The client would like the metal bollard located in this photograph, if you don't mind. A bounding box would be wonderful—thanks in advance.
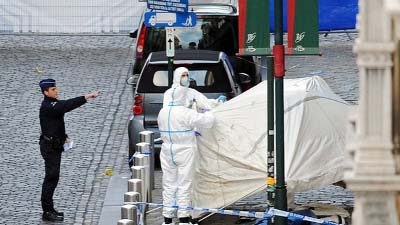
[136,142,151,154]
[121,205,138,223]
[128,179,143,202]
[139,130,155,190]
[131,166,151,202]
[133,153,152,202]
[124,191,140,203]
[118,219,136,225]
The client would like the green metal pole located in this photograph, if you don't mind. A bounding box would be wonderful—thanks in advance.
[273,0,288,225]
[168,57,174,87]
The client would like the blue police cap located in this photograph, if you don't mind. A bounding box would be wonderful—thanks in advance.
[39,79,56,90]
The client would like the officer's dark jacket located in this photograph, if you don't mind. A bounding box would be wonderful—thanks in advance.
[39,96,86,140]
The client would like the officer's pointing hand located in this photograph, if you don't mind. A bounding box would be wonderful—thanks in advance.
[85,91,100,100]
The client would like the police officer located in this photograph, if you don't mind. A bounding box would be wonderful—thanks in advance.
[39,79,99,221]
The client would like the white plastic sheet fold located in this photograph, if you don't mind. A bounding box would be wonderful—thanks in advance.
[193,76,349,213]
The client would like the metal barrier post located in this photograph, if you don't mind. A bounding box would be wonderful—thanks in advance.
[139,130,155,190]
[124,191,140,203]
[118,219,136,225]
[131,166,150,225]
[128,179,143,201]
[121,205,138,222]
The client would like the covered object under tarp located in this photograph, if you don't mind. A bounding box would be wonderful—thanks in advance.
[193,76,350,214]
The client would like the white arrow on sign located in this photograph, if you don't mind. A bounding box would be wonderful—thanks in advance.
[165,27,175,57]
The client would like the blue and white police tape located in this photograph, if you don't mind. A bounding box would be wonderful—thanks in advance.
[125,202,338,225]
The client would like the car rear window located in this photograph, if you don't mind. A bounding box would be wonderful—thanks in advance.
[137,62,232,93]
[145,16,238,55]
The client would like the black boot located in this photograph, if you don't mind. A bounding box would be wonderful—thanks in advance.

--------------------------------------------------

Task objective:
Output all of the items above as a numbered list, with blank lines omitted. Leave the pictures out of the answer.

Complete answer:
1. The client would like the metal bollard located in this photograph, if you don't mind. A bounding box would be wonderful—thanks in advance.
2. [136,142,151,154]
3. [121,205,138,223]
4. [128,179,143,202]
5. [139,130,155,190]
6. [131,166,151,202]
7. [133,153,152,202]
8. [124,191,140,203]
9. [118,219,136,225]
10. The client would like the green metal pole located in this photograph, if you don't mind. A bounding box would be wonderful—thanks in advance.
11. [273,0,288,225]
12. [168,57,174,87]
13. The client would like the blue police cap located in this photograph, if you don't mind. A bounding box would be wonderful—thanks in advance.
14. [39,79,56,90]
15. The client would like the officer's dark jacket located in this photograph, if you don't mind. A bounding box would be wonderful—thanks in advance.
16. [39,96,86,140]
17. The client would like the officer's pointing hand located in this photograph, if you don't mind. A bounding box would be wonderful—thanks in advance.
18. [85,91,100,100]
19. The client would like the police officer located in this photograph, if you don't mind. A bounding box would be wonderful—thanks in advance.
20. [39,79,99,221]
21. The client would like the white plastic sheet fold located in this photograph, if you don't mind. A bounding box would be wonderful—thanks in advance.
22. [193,76,349,213]
23. The client would like the metal barrier post located in this photograph, if you don't mind. A bounding box would be wonderful—thanks in advance.
24. [139,130,155,190]
25. [124,191,140,203]
26. [118,219,136,225]
27. [131,166,150,225]
28. [128,179,143,201]
29. [121,205,138,222]
30. The client would like the covered object under tarp located in this photograph, if you don't mind. A bounding box would be wonderful—thanks in advance.
31. [193,76,350,214]
32. The client would like the white arrow on sign located in this photograph, if you don't mind. A bounding box would be wonderful—thanks in advance.
33. [165,27,175,57]
34. The client would like the blue and white police tape located in this photograph, if you don't mind. A bounding box would be wonderful—thanks in advance.
35. [125,202,338,225]
36. The client would like the car rear window located in this photograph, if you don't mind. A bounding box would be wonderful—thanks in advance.
37. [137,62,232,93]
38. [145,16,238,55]
39. The client would like the black boot located in this photograph, if you don't mind. A bounding box would be wonderful—thanks in advance.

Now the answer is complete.